## WHAT YOU HAVE TO DO:
Render the data below as a Markdown table with two columns, Row and Line: put a running row number in Row and one line of the data in Line, skipping any blank lines.

## TASK MATERIAL:
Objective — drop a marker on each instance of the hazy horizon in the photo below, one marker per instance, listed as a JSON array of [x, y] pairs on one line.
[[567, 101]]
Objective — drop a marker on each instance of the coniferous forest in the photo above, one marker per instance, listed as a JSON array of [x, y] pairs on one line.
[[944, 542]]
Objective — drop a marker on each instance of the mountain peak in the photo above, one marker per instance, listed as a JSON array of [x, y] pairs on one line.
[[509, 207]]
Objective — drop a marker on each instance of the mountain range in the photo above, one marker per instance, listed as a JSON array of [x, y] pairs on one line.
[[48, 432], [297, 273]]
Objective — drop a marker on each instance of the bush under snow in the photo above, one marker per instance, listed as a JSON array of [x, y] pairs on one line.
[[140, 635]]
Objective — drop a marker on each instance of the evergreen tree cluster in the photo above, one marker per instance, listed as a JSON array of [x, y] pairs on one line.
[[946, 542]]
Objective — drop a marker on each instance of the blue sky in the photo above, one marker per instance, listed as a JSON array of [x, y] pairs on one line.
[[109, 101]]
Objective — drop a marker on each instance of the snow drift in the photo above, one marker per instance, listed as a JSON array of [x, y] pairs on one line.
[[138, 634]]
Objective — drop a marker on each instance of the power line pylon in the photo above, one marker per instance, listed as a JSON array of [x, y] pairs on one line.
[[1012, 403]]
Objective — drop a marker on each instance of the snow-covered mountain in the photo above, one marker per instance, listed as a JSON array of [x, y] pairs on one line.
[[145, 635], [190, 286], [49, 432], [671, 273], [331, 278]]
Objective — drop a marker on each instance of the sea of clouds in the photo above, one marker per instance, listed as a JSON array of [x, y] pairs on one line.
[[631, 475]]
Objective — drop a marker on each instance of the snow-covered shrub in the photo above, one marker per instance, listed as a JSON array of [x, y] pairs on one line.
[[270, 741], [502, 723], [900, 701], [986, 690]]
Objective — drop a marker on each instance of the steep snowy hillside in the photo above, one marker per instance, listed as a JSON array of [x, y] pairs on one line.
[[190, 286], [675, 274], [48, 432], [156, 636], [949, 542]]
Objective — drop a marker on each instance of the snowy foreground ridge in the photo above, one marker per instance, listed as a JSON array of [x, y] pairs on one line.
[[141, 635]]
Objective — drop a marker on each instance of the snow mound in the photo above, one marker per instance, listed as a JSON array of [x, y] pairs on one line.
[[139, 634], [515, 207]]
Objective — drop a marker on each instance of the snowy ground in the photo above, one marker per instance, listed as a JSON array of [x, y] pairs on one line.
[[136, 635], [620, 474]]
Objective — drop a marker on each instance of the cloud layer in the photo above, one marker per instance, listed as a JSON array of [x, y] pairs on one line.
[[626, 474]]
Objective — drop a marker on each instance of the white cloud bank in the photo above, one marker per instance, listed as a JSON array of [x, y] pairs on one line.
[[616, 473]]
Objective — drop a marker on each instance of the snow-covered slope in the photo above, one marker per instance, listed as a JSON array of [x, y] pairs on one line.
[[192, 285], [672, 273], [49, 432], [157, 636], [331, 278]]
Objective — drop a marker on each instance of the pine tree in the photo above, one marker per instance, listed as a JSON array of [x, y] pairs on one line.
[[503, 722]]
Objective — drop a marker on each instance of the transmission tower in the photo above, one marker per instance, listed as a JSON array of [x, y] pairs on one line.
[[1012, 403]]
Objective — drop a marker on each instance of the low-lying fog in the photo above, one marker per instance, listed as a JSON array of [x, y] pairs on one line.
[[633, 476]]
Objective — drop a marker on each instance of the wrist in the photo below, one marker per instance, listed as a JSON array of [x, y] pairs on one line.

## TASK ANSWER:
| Row | Line |
|---|---|
| 1 | Objective — drop a marker on each instance of the hazy horizon in the photo below, one marker per instance, listed as a JSON array of [x, y] pairs on one line. |
| 2 | [[567, 101]] |
| 3 | Objective — drop a marker on each instance of the coniferous forest in the photo above, one marker per instance, listed as a JSON array of [x, y] pairs on one line. |
| 4 | [[944, 542]] |
| 5 | Objective — drop a marker on each instance of the mountain peak in the photo above, one marker per instance, listed as a JSON array of [x, y] pairs on one line. |
| 6 | [[509, 207]] |
| 7 | Objective — drop a marker on each instance of the mountain range in the photo above, one marker per instance, listed as a JSON array of [x, y] pairs on one line. |
| 8 | [[48, 432], [297, 273]] |
| 9 | Objective — drop a marker on each instance of the bush under snow in the photo above, one marker per instance, listed as a JSON array of [x, y] pairs on one line. |
| 10 | [[140, 635]] |
| 11 | Objective — drop a marker on each instance of the evergreen tree cluster in the photo above, one marker per instance, listed as a JSON array of [x, y] pairs on one line. |
| 12 | [[946, 542]] |
| 13 | Objective — drop a marker on each instance of the blue sky in the photo above, one marker per instance, listed as a JSON array of [x, y] pairs on one line. |
| 14 | [[109, 101]] |
| 15 | Objective — drop a marker on each instance of the snow drift in the photo above, one marker per instance, listed as a JSON array of [x, y] pairs on one line. |
| 16 | [[138, 634]] |
| 17 | Objective — drop a marker on each instance of the power line pylon in the photo above, one marker per instance, listed as a JSON array of [x, y] pairs on one line. |
| 18 | [[1012, 403]] |
| 19 | Objective — drop a marker on each instance of the snow-covered mountain in the photo above, one marker per instance, listed as a JSON array of [x, y] pairs on one line. |
| 20 | [[145, 635], [190, 286], [49, 432], [671, 273], [331, 278]] |
| 21 | Objective — drop a marker on each instance of the sea of clouds in the photo above, one marker per instance, listed as a JSON array of [x, y] pairs on one line. |
| 22 | [[631, 475]] |
| 23 | Objective — drop a marker on each instance of the snow-covered shrub in the photo above, one marker per instance, listed as a JSON array of [x, y] pairs on one line. |
| 24 | [[270, 741], [502, 723], [900, 701], [986, 690]] |
| 25 | Objective — drop a marker on each instance of the steep snowy hillside in the photo above, one marker per instance, listed as a JSON array of [x, y] pairs on one line. |
| 26 | [[190, 286], [675, 274], [48, 432], [156, 636], [949, 542]] |
| 27 | Objective — drop a marker on each instance of the snowy foreground ridge in the photo above, one marker per instance, listed as a JSON array of [x, y] pairs on one line. |
| 28 | [[141, 635]] |
| 29 | Objective — drop a marker on each instance of the snow mound in the photo above, one marker per instance, listed as a JSON array of [x, y] pairs on one line. |
| 30 | [[139, 634], [515, 207]] |
| 31 | Objective — drop a marker on each instance of the snowy ground in the photo above, one marker per instance, listed as a JSON array of [x, y] pairs on one line. |
| 32 | [[136, 635], [620, 474]] |
| 33 | Objective — drop a marker on each instance of the cloud layer in the photo above, one marker per instance, listed as a JSON array of [x, y] pairs on one line. |
| 34 | [[626, 474]] |
| 35 | Objective — drop a marker on each instance of the white cloud bank in the photo above, one marker per instance, listed as a JSON array of [x, y] pairs on one line. |
| 36 | [[616, 473]] |
| 37 | Objective — drop a marker on each instance of the snow-covered slope in the photo above, one marker per instance, listed as a JSON array of [x, y] pairs on one line. |
| 38 | [[192, 285], [672, 273], [49, 432], [157, 636], [331, 278]] |
| 39 | Objective — drop a marker on each instance of the pine tree in the photo above, one marker per instance, listed as a JSON array of [x, y] pairs on one line. |
| 40 | [[503, 722]] |
| 41 | Objective — drop a marker on each instance of the transmission tower in the photo above, one marker per instance, listed as a JSON array of [x, y] pairs on one line. |
| 42 | [[1012, 403]] |
| 43 | Objective — drop a marker on each instance of the low-lying fog in the photo above, one marker per instance, listed as a JSON array of [x, y] pairs on one line. |
| 44 | [[633, 476]] |
| 45 | Objective — drop a marker on each instance of the wrist in the photo below, one marker per instance, listed as a JSON array of [x, y] pairs on one line. |